Start of Information shown
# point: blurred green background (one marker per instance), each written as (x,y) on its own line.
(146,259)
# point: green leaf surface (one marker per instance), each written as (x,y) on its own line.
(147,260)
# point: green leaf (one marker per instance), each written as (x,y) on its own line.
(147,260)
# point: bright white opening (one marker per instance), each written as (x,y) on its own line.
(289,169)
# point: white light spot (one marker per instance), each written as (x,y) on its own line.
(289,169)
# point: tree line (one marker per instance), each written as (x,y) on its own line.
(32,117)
End of Information shown
Exercise description:
Please retype, exactly as written, every line from the line containing "# point: green leaf surface" through the last line of the records above, including both of those lines, and nothing else.

Task answer:
# point: green leaf surface (one marker per instance), each written as (x,y) on its own line.
(147,260)
# point: green leaf (one marker per instance), each written as (x,y) on its own line.
(147,260)
# point: bright white opening (one marker per instance), each written as (x,y) on its own line.
(289,169)
# point: white light spot (one marker per instance), each written as (x,y) on its own line.
(289,169)
# point: tree line (one marker per instance), each written as (x,y) on its own line.
(32,117)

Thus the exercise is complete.